-- Provided data start --

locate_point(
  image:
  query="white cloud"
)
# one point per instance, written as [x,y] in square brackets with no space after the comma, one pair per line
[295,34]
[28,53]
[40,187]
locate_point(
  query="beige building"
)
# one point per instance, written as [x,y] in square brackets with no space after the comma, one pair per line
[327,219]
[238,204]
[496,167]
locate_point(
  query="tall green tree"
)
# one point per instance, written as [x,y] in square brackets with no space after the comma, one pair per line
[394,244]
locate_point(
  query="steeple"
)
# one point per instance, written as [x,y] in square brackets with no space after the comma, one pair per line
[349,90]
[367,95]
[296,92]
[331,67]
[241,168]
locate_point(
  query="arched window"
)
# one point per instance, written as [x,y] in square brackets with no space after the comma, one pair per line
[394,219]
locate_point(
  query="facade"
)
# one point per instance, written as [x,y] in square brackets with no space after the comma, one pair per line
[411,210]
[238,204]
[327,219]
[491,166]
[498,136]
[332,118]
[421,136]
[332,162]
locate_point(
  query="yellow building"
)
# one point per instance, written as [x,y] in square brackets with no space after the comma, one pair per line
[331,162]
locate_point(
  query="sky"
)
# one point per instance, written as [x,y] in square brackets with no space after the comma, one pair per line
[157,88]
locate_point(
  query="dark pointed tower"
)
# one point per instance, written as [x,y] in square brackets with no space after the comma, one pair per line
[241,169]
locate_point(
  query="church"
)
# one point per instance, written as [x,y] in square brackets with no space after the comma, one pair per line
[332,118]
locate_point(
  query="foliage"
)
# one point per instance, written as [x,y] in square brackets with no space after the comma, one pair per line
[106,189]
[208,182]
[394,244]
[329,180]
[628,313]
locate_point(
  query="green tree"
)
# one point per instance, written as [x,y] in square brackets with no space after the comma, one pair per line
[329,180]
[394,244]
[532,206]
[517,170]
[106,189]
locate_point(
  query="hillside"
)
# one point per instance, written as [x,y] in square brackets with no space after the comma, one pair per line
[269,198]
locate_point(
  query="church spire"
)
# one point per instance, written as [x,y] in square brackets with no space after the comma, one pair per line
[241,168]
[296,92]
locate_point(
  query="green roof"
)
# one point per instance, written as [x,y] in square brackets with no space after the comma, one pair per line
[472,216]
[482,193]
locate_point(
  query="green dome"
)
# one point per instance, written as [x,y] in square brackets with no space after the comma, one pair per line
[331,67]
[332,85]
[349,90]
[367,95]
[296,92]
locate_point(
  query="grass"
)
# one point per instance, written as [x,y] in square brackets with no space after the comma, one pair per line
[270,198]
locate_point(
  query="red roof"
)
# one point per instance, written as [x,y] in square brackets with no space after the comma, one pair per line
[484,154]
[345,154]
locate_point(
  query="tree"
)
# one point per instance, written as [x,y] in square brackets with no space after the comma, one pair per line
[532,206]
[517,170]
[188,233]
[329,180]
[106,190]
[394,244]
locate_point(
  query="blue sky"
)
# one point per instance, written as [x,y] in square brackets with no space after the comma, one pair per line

-- Provided data end --

● Problem
Please find every line of the listing above that contains the word "tree" and copy each of those lines.

● Full answer
  query="tall green tree"
  query="green tree"
  query="tree"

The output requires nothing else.